> _STATED TASK_: Please copy out the data below line for line, with no changes of any kind.

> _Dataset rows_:

• • • • • • •

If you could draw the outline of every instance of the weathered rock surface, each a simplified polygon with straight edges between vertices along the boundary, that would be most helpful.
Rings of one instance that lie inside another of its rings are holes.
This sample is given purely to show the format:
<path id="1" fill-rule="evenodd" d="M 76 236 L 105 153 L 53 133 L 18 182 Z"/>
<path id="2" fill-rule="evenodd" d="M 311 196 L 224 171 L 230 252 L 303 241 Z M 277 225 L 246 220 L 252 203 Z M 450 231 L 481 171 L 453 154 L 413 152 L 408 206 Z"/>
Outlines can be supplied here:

• • • • • • •

> _PROBLEM SOLUTION_:
If you could draw the outline of every instance of the weathered rock surface, each a simplified polygon with straight edges between vertices along the boundary, that would be most helpful.
Rings of one instance that lie inside another of its rings are holes.
This sample is given purely to show the format:
<path id="1" fill-rule="evenodd" d="M 76 236 L 105 153 L 53 133 L 18 182 Z"/>
<path id="2" fill-rule="evenodd" d="M 311 196 L 224 171 L 230 252 L 303 241 Z M 277 225 L 246 220 L 252 203 Z M 450 231 L 481 171 L 453 154 L 413 152 L 408 206 Z"/>
Outlines can be supplied here:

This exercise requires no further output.